Provided records
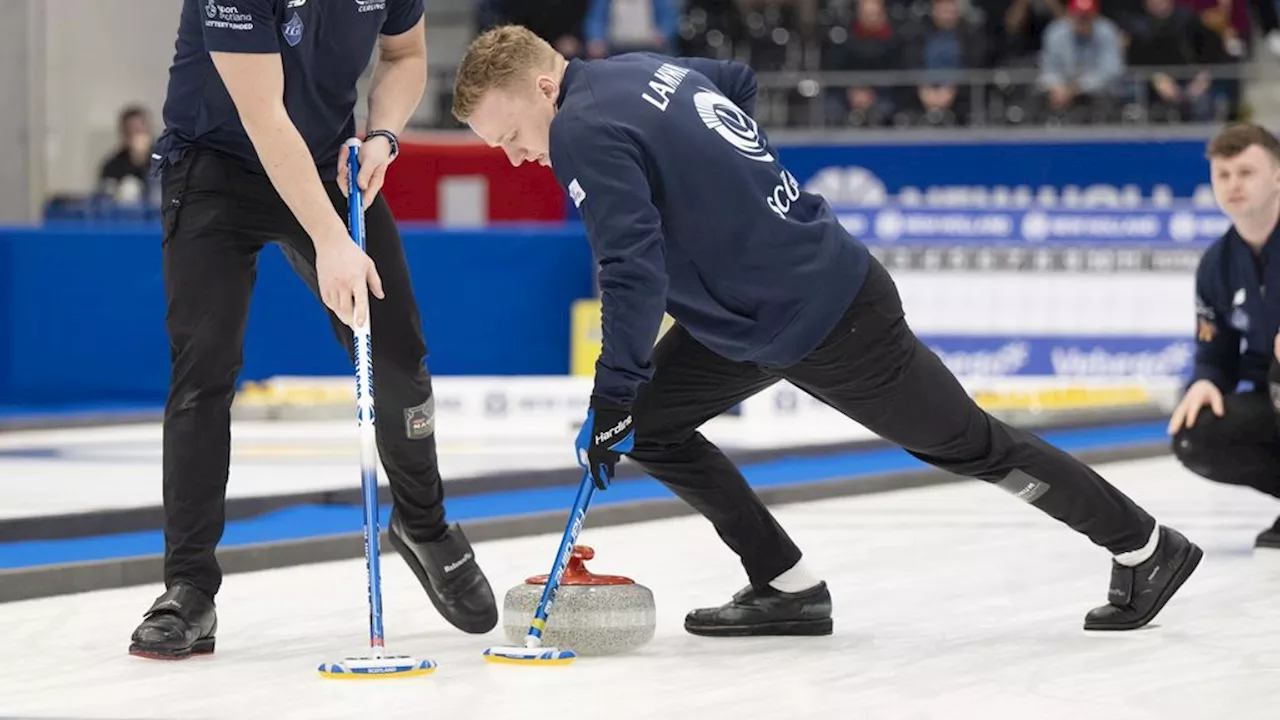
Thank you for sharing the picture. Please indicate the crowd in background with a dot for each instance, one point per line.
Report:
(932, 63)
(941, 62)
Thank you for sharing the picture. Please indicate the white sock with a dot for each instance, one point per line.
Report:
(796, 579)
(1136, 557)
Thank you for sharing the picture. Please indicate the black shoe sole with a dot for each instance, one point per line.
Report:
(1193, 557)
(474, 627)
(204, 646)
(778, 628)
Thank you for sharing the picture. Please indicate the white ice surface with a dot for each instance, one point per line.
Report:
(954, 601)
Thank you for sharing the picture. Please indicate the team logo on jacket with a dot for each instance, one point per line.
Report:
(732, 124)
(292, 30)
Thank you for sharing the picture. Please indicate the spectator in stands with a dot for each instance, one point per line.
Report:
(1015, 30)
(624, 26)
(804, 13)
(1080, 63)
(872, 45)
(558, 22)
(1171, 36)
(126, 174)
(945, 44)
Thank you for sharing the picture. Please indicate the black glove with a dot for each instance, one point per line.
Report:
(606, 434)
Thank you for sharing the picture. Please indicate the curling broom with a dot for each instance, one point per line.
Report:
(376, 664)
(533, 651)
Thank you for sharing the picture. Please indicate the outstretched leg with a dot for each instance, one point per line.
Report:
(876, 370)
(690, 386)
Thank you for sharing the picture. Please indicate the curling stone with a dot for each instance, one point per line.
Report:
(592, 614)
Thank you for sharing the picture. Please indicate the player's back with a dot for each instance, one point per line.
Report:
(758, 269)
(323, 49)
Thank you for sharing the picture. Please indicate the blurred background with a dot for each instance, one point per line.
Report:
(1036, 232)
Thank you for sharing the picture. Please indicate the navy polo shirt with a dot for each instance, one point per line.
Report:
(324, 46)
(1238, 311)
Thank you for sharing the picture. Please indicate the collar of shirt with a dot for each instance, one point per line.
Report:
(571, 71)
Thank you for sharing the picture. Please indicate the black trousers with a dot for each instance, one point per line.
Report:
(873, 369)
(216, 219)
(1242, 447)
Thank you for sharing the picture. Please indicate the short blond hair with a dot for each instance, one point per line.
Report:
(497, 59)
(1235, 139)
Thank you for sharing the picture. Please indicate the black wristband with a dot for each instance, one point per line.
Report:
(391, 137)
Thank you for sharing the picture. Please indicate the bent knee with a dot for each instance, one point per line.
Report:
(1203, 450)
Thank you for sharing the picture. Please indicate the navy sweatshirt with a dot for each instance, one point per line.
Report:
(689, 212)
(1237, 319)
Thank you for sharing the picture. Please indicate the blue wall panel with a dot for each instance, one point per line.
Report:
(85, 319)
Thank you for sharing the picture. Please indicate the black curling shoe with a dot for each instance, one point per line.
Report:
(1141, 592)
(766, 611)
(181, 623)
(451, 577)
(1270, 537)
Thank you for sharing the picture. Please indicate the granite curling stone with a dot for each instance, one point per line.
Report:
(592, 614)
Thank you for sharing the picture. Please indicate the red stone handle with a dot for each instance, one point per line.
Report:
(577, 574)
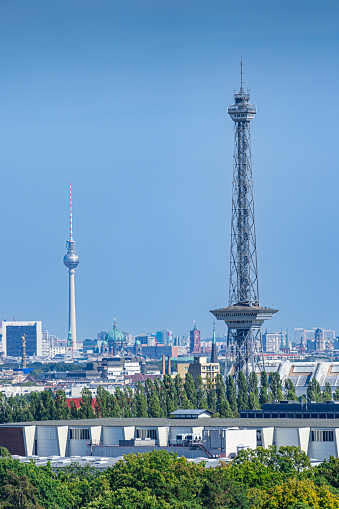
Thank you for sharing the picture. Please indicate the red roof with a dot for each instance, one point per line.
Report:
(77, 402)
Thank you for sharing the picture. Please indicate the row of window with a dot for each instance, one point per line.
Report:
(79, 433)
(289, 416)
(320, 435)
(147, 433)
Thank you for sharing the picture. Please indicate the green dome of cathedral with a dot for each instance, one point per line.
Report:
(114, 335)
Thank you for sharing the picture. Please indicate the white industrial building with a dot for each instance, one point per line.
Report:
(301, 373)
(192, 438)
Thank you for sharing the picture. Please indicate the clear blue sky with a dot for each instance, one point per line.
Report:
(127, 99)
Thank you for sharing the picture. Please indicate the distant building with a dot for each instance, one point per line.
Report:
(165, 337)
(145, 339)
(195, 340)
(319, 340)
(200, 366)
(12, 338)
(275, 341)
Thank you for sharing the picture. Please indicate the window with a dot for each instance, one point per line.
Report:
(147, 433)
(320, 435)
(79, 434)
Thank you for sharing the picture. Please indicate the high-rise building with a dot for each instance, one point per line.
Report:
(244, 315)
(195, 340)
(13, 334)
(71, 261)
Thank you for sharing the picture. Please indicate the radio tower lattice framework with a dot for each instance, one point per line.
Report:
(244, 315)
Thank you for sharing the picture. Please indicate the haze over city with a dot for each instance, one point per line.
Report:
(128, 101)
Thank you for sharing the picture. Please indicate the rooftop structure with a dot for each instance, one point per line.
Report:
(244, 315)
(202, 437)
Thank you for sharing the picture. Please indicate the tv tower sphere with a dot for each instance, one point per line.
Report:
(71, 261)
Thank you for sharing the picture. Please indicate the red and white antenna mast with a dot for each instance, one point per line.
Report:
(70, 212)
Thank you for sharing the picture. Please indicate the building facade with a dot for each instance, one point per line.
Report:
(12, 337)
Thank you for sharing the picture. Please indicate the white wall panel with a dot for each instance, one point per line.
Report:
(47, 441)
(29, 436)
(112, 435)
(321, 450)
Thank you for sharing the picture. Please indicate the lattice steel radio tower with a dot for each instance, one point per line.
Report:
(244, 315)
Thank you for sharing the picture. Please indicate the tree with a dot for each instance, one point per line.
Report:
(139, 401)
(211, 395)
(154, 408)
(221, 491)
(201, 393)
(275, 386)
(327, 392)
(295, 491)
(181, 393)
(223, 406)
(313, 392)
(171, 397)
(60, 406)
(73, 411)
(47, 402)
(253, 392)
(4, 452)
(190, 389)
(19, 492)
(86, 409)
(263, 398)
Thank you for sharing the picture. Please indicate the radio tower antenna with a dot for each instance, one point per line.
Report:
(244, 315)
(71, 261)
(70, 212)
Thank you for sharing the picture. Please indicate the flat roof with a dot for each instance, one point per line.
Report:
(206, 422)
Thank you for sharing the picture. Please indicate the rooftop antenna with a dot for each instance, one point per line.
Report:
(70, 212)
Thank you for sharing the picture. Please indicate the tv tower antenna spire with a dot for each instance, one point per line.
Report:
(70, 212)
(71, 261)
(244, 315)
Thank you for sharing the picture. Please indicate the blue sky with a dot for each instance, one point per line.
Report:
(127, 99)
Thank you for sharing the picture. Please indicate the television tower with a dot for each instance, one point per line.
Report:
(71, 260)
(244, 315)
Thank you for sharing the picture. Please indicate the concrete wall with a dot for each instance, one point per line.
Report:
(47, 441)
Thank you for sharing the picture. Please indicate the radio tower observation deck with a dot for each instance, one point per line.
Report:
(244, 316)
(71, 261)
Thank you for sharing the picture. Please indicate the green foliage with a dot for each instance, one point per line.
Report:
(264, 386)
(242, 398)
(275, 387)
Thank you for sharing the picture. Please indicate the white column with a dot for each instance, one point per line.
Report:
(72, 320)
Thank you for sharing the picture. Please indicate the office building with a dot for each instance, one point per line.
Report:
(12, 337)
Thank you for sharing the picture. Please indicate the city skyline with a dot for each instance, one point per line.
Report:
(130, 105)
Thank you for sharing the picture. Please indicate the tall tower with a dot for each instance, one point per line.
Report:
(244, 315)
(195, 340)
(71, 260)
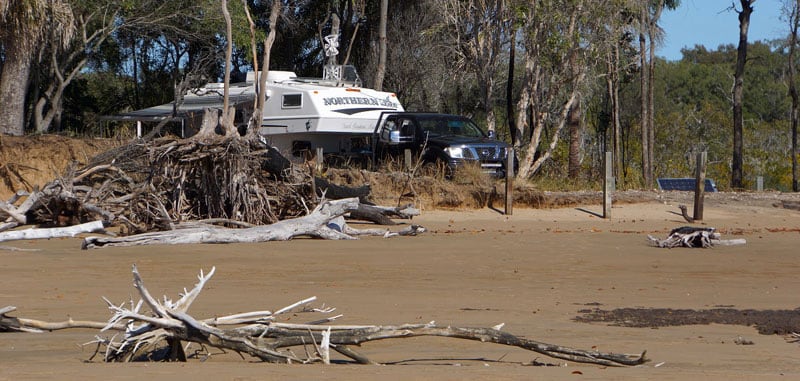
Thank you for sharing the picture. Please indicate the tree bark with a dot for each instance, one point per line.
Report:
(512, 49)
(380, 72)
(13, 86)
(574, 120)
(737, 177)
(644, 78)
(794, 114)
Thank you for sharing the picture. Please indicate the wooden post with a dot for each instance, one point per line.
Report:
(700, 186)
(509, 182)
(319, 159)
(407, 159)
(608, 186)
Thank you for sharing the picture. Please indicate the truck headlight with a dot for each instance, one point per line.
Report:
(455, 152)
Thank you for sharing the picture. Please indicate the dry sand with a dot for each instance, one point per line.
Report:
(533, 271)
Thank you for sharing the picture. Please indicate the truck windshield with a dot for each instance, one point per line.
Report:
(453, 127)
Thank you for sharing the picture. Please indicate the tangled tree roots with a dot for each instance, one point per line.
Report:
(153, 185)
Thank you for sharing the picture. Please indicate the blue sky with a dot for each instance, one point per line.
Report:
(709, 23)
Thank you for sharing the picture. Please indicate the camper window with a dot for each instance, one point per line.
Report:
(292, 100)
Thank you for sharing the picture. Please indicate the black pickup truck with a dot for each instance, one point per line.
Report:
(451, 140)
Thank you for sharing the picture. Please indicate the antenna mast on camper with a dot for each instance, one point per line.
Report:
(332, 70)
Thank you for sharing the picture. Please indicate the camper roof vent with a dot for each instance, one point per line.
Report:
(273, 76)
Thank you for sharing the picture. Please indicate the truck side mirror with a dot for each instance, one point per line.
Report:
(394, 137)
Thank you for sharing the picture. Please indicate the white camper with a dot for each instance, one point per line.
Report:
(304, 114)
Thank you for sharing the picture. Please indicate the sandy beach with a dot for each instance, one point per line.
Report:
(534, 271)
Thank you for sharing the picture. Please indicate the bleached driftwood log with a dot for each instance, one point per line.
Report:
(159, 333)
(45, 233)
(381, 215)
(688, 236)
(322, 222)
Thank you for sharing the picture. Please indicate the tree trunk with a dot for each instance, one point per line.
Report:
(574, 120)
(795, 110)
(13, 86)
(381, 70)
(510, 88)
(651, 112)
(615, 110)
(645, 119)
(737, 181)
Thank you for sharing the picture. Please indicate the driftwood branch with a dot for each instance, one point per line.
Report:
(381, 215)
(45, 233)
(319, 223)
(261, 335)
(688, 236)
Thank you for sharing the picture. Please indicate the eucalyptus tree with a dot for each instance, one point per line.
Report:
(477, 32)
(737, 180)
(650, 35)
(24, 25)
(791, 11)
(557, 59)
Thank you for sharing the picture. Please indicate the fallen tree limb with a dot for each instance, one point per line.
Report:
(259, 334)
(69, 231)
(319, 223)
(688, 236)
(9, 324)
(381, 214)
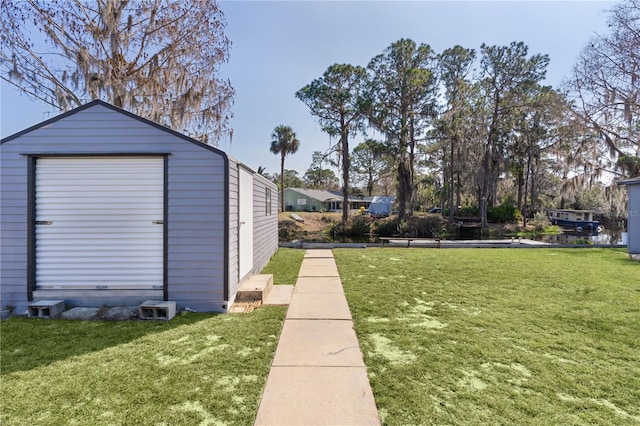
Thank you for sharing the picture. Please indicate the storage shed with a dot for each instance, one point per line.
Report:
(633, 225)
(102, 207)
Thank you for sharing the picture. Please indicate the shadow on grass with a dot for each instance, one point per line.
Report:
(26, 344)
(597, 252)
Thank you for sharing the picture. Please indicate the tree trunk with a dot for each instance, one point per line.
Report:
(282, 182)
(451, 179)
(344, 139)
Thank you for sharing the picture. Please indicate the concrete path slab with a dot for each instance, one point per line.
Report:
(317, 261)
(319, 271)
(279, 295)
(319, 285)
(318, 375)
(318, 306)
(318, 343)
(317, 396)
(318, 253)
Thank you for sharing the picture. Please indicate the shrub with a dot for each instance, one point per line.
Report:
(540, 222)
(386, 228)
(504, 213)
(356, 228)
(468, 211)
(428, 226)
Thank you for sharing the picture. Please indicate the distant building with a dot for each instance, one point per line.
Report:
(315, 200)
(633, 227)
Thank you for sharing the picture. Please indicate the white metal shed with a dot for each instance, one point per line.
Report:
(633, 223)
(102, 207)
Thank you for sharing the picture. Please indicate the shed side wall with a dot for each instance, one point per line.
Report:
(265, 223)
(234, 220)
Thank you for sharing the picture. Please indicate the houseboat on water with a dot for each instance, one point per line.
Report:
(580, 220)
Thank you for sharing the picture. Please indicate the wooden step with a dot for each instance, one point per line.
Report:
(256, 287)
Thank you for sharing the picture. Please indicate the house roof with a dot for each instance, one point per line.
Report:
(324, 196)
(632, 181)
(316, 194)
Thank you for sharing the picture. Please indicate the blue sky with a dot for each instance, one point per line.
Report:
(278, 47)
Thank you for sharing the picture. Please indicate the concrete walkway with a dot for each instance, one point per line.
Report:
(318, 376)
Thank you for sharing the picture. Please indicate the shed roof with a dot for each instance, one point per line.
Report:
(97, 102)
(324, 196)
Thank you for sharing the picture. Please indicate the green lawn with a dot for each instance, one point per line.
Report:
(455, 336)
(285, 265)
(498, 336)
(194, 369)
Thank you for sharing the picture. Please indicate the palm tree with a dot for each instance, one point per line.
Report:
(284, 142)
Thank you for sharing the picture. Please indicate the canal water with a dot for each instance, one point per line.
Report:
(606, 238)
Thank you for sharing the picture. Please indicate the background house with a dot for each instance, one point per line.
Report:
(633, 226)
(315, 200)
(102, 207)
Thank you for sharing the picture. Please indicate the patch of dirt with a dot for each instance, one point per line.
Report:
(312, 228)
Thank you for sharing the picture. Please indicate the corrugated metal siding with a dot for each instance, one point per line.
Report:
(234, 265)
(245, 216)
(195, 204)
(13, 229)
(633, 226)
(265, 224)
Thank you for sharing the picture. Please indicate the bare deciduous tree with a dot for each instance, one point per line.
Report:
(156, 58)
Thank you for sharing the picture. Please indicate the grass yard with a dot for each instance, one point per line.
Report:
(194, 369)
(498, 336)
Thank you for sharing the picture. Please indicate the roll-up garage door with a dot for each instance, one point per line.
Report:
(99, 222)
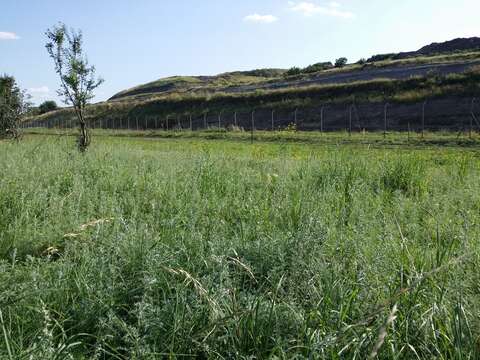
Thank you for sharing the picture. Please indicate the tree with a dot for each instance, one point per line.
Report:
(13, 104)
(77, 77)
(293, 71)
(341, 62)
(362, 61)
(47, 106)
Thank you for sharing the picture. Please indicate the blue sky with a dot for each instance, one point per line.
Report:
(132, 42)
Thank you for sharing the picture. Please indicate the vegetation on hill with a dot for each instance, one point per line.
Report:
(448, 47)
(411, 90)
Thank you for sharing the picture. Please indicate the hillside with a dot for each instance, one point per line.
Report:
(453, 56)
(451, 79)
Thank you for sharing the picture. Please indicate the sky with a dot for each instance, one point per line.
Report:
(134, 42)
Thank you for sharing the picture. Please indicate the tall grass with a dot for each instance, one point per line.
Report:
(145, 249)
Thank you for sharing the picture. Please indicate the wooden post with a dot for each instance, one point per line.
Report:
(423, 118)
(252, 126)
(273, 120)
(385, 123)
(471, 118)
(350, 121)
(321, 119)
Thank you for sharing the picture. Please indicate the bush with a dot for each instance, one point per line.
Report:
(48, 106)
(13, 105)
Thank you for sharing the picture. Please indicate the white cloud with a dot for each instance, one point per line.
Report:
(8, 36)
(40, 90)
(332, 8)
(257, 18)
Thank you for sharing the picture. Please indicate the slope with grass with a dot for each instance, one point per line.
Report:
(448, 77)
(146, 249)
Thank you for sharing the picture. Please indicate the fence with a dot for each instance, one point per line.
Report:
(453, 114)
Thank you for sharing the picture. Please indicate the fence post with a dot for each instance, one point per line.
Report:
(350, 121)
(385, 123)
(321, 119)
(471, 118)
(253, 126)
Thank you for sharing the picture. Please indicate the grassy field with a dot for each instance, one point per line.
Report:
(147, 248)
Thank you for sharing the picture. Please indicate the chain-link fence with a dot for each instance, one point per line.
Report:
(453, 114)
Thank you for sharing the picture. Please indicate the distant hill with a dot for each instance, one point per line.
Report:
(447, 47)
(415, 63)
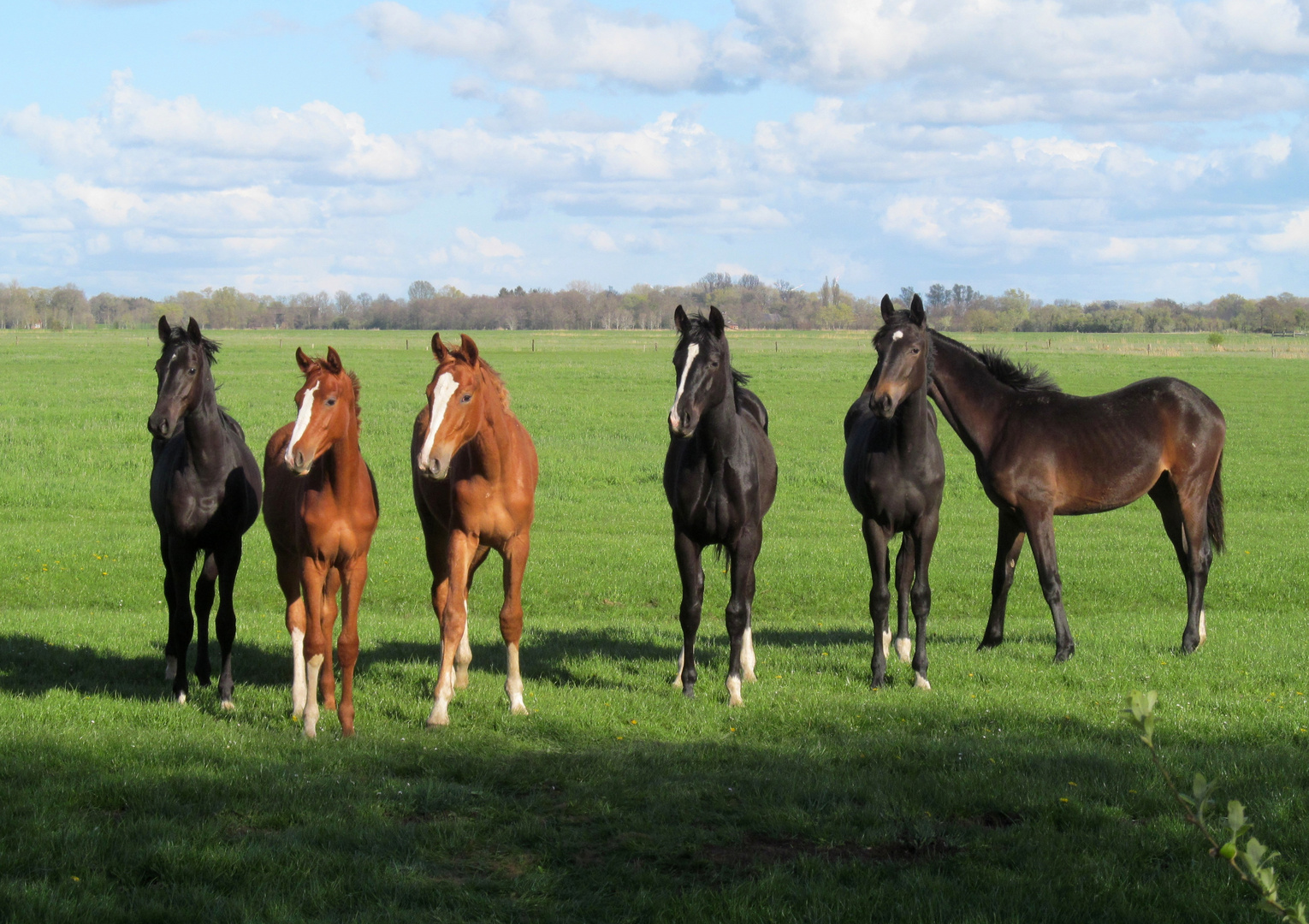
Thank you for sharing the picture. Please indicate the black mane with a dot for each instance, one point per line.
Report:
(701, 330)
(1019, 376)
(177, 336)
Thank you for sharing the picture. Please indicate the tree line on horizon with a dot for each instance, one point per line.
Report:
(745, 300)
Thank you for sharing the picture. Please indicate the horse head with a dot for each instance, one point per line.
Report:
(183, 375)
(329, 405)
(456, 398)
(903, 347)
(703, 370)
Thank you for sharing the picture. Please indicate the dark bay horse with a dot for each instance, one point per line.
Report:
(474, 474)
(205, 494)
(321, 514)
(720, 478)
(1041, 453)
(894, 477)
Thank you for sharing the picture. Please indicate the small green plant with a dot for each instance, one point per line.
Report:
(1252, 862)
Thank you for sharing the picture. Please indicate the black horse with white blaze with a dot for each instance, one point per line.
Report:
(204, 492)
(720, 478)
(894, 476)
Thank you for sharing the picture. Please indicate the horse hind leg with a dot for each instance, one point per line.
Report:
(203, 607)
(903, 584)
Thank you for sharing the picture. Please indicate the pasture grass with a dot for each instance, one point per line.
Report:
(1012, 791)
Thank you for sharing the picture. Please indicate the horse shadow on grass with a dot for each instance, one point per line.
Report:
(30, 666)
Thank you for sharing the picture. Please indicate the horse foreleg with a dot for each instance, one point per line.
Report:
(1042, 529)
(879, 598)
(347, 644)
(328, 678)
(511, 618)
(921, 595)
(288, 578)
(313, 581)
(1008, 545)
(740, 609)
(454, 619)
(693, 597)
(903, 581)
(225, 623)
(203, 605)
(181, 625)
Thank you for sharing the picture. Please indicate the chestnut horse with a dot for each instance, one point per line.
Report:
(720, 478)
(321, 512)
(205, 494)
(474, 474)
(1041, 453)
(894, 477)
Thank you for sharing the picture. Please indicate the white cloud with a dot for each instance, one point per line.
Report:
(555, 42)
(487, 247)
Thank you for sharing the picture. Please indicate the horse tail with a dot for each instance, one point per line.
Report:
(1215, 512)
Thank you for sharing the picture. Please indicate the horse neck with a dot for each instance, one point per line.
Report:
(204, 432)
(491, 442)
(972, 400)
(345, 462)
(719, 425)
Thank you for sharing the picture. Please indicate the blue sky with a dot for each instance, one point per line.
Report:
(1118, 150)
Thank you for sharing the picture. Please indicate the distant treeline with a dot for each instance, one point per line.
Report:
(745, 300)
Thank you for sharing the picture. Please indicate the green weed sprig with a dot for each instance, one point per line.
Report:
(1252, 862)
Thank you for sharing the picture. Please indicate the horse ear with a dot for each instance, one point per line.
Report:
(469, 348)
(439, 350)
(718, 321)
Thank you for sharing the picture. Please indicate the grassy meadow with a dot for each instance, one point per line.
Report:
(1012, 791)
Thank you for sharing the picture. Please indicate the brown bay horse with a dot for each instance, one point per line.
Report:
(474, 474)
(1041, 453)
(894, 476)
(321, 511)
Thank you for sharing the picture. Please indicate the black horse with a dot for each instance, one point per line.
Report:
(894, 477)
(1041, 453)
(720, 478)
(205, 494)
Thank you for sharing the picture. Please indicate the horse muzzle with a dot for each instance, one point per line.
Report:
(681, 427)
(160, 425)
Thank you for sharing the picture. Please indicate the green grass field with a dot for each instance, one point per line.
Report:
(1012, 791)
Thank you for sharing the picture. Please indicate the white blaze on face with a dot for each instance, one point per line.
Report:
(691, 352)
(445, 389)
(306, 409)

The exercise
Output everything from the line containing "the grassy meadow" down to the end of the items as a Markdown table with the columns No. and Line, numbering each row and leaving out blank lines.

Worked solution
| No. | Line |
|---|---|
| 1 | Thank you for sharing the picture. Please indicate the grassy meadow with a dot for each instance, one point per line. |
| 2 | Report: |
| 3 | (1012, 791) |
| 4 | Thank you for sharing the picture. Please indicate the brown bay horse with a dot for each instance, one point per line. |
| 5 | Report: |
| 6 | (474, 474) |
| 7 | (1041, 453) |
| 8 | (894, 476) |
| 9 | (321, 511) |
| 10 | Thank you for sharing the picture. Please indicate the black horse with a dot for each instance, one point per line. |
| 11 | Report: |
| 12 | (894, 477) |
| 13 | (1041, 453) |
| 14 | (720, 478) |
| 15 | (205, 494) |
| 16 | Thank you for sharing the picture. Please indicate the horse muzzle with a dot for each instance, one point per line. |
| 17 | Report: |
| 18 | (681, 427) |
| 19 | (160, 425) |
| 20 | Thank you for sharing the picture. Please indicate the green grass field with a dot for each instance, one point per line. |
| 21 | Report: |
| 22 | (1012, 791) |
| 23 | Thank you for sharing the picture. Please indicate the white blaze on face with a dot for each instance, one point per line. |
| 24 | Report: |
| 25 | (691, 352) |
| 26 | (445, 389) |
| 27 | (306, 409) |